- [Your goal] Please pull out every line in the material below that contains the word "concrete" and copy each one in full.

'''

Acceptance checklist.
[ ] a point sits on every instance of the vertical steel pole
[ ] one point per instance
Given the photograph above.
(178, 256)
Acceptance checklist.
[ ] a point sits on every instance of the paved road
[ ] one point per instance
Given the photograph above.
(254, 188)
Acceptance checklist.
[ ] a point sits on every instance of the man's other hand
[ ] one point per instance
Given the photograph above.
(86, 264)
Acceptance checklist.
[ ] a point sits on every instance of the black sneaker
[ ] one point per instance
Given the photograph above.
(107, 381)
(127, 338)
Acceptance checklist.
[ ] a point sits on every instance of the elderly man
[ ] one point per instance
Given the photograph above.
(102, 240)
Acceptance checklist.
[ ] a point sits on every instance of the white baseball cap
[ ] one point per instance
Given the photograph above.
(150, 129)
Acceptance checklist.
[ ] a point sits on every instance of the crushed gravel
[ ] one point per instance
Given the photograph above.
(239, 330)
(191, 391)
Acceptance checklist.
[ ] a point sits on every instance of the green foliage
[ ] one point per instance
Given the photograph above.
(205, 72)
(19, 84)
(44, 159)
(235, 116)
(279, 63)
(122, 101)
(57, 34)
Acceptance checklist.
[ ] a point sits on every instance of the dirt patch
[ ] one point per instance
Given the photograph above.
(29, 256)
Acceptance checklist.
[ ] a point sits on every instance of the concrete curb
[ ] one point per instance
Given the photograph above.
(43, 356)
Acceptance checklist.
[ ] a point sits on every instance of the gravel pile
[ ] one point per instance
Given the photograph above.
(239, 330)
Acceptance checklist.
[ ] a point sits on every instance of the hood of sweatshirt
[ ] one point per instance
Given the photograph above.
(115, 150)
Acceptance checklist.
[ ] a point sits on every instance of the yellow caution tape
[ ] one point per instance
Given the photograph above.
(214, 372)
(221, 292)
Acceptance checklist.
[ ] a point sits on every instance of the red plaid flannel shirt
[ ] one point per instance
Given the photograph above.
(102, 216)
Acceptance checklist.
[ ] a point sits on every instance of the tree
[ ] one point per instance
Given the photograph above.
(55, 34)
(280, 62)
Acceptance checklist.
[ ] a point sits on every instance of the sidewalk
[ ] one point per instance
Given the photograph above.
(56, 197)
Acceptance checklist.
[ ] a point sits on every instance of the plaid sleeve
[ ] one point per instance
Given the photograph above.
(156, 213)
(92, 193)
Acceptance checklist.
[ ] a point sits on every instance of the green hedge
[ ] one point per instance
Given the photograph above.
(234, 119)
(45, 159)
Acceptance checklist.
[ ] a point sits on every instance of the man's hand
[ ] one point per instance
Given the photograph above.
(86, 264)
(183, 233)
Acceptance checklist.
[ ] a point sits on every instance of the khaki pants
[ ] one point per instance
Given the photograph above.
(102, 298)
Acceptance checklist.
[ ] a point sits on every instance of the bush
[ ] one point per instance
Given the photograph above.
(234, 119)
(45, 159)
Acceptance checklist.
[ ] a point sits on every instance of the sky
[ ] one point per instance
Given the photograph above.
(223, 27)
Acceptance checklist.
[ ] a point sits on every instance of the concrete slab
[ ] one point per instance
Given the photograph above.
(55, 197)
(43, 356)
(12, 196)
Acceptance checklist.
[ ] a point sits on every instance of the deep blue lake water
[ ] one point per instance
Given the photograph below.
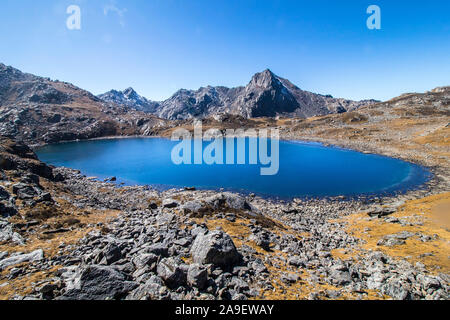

'''

- [Solution]
[ ] a point sits on every instance of the concrete curb
[ ] a point sits on every instance of the concrete slab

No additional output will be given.